— Textauszug —
▽

Kolumbien | Nummer 279/280 - Sept./Okt. 1997

Frieden, aber wie?

Präsident Samper und seine vermutlich letzte Friedensinitiative

Der Friedensprozeß in Kolumbien kommt schwerfällig voran. Die Guerilla ist aktiver denn je und arbeitet daran, ihren Einfluß auf nationaler Ebene auszudehnen. Die von der Regierung gestartete Friedensinitiative hat wenig Aussicht auf Erfolg und auch die USA sind mehr am Kampf gegen den kolumbianischen Drogenkrieg interessiert. Ein Einsatz der UN als Vermittler scheint unumgänglich.

Wolfgang S. Heinz

Nach seinem Amtsantritt im Juni 1994 hatte Samper Carlos Holmes Trujillo, der den Friedensprozeß in Mittelamerika aus eigener Anschauung kennt, zum obersten Friedensberater ernannt. Aber nach der Krise um die Gelder der Mafia im Wahlkampf für Samper fiel die Friedensinitiative der Regierung in sich zusammen. Die Armeeführung weigerte sich, ein großes Gebiet im Südosten des Landes zu räumen, was die FARC als Vorbedingung für die Aufnahme von Verhandlungen genannt hatte. Der Präsident gab klein bei und verlangte wenig später nach einer militärischen Lösung. Das Amt des Friedensberaters blieb lange Zeit unbesetzt, aber das Büro mit seinen Mitarbeitern funktionierte weiter. Holmes Trujillo ist seit einigen Monaten Innenminister.
Im Juni hatte Präsident Samper nach der Übergabe der 70 von den FARC (Revolutionäre Streitkräfte Kolumbiens) festgehaltenen Militärs angekündigt, daß innerhalb von 100 Tagen die Möglichkeiten für eine neue Friedensinitiative geprüft werden. Er schlug drei Themen vor, über die möglichst bald eine Einigung erfolgen soll: Entführungen (nach der kolumbianischen Presse gab es 1996 1.439 Fälle), Sprengungen von Ölpipelines (Schaden in den letzten sieben Jahren: 2 Mrd. US-Dollar) und Kinder als Kriegsteilnehmer.

△

— Aufgabenstellung —
a - Nennen Sie alle Themen, die Präsident Samper laut dem Text über den Friedensprozess in Kolumbien für eine baldige Einigung vorschlug.
b - Schreiben Sie den Text über den Friedensprozess in Kolumbien im Anschluss an seinen letzten Satz weiter.
Die Auflistung weiter unten wird nicht benötigt.

— Datenauszug —

▽

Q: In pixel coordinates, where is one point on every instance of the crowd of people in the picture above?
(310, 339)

△

— Antworten je Aufgabe —
a - Entführungen, Sprengungen von Ölpipelines und Kinder als Kriegsteilnehmer.

b -
Friedensprozeß und Vorwahlkampf

Im Oktober finden in Kolumbien Kommunalwahlen statt. Von den 1994 gewählten sind bisher 20 Bürgermeister und 226 Gemeinderäte ermordet worden. Die schon von früher bekannte Zunahme politischer Gewalt in der Vorwahlzeit zeigt sich auch dieses Mal wieder. Nach Regierungsangaben sind in rund 400 (nach anderen Quellen: 600) der über eintausend Gemeinden Guerillagruppen und in 450 Gemeinden Paramilitärs aktiv.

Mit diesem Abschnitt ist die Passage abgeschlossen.